**What this task involves**
Reproduce the entries below in full, word for word.
● ● ● ●
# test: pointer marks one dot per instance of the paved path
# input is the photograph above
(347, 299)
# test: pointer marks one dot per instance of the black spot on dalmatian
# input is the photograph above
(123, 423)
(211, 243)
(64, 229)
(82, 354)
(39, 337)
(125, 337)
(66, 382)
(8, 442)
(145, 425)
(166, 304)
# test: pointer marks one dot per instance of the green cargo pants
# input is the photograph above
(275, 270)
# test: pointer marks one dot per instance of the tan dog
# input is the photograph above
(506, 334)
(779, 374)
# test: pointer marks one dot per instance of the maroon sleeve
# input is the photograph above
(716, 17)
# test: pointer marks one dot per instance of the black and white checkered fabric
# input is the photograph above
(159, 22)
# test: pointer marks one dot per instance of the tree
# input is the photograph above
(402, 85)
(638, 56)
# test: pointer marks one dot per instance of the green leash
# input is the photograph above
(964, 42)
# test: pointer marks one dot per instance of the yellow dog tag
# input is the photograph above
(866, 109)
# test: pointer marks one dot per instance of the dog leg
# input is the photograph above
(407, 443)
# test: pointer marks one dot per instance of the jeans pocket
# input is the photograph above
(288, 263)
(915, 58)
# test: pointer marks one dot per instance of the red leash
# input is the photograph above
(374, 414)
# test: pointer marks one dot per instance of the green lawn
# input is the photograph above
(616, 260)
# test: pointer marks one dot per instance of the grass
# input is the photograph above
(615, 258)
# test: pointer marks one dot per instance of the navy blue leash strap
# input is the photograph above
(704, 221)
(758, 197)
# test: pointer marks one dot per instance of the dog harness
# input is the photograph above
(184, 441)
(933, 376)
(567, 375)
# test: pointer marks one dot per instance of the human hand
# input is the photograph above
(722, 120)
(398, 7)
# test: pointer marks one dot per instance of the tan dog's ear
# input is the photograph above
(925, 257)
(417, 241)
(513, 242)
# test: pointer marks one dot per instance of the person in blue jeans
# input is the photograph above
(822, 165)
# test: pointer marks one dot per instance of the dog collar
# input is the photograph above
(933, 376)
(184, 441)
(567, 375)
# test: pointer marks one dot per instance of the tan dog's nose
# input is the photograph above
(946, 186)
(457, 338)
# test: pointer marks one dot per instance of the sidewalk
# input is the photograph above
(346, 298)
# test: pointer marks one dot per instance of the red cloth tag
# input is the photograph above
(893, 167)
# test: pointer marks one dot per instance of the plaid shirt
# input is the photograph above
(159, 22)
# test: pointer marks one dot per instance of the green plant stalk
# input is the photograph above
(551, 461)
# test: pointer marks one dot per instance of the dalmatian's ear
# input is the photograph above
● ● ● ●
**Answer below**
# test: pointer marks one dot per instance of the paved path
# input is the photograph above
(347, 299)
# test: pointer marks one dot per instance of the black spot on dalmatian
# input is the photograph above
(123, 423)
(211, 243)
(64, 229)
(82, 354)
(39, 337)
(125, 337)
(66, 382)
(8, 442)
(145, 425)
(166, 304)
# test: pointer marks one dot per instance of the green cargo pants
# input is the photograph above
(275, 270)
# test: pointer marks one dot per instance of the tan dog
# input is the photograph above
(506, 334)
(779, 374)
# test: pointer marks one dot per instance of the maroon sleeve
# input is the photograph above
(716, 17)
# test: pointer marks one dot per instance of the black and white checkered fabric
# input is the photograph above
(159, 22)
# test: pointer marks one dot per instance of the tree
# input is the photograph above
(402, 85)
(638, 56)
# test: pointer marks one dot per instance of the green leash
# input is the photograph above
(964, 42)
# test: pointer marks one dot per instance of the yellow dog tag
# input is the photograph above
(866, 109)
# test: pointer marks one dot per instance of the dog leg
# input is the photograph above
(407, 443)
# test: pointer marks one dot per instance of the jeans pocket
# input is the photograph above
(288, 263)
(915, 58)
# test: pointer marks one dot per instance of the red leash
# input is the photograph above
(374, 414)
# test: pointer marks one dot per instance of the green lawn
# input is the photograph above
(616, 260)
# test: pointer marks one dot per instance of the grass
# input is the photograph above
(615, 258)
# test: pointer marks one dot per instance of the navy blue leash strap
# input is the photograph above
(704, 221)
(758, 197)
# test: pointer marks one dot per instance of the dog harness
# input is the photograph above
(184, 441)
(933, 376)
(567, 375)
# test: pointer marks one dot per instance of the human hand
# input is the photograph above
(722, 120)
(398, 7)
# test: pointer marks one dot per instance of the tan dog's ear
# input is the photograph above
(925, 257)
(417, 241)
(513, 242)
# test: pointer marks one dot per instance of the person in blue jeans
# input is the photograph above
(822, 165)
# test: pointer marks one dot per instance of the dog collar
# input is the photograph above
(933, 376)
(184, 441)
(567, 375)
# test: pointer marks one dot per instance of the tan dog's nose
# input is the photograph above
(946, 186)
(457, 338)
# test: pointer marks one dot per instance of the sidewalk
# input is the photograph above
(346, 298)
# test: pointer marks one dot per instance of the red cloth tag
# input is the photograph above
(893, 167)
# test: pointer marks one dot per instance of the plaid shirt
# input is the photograph above
(159, 22)
# test: pointer marks one dot per instance of the green plant stalk
# input is the photograph above
(551, 461)
# test: pointer marks one dot per instance of the dalmatian's ear
# input is the photograph above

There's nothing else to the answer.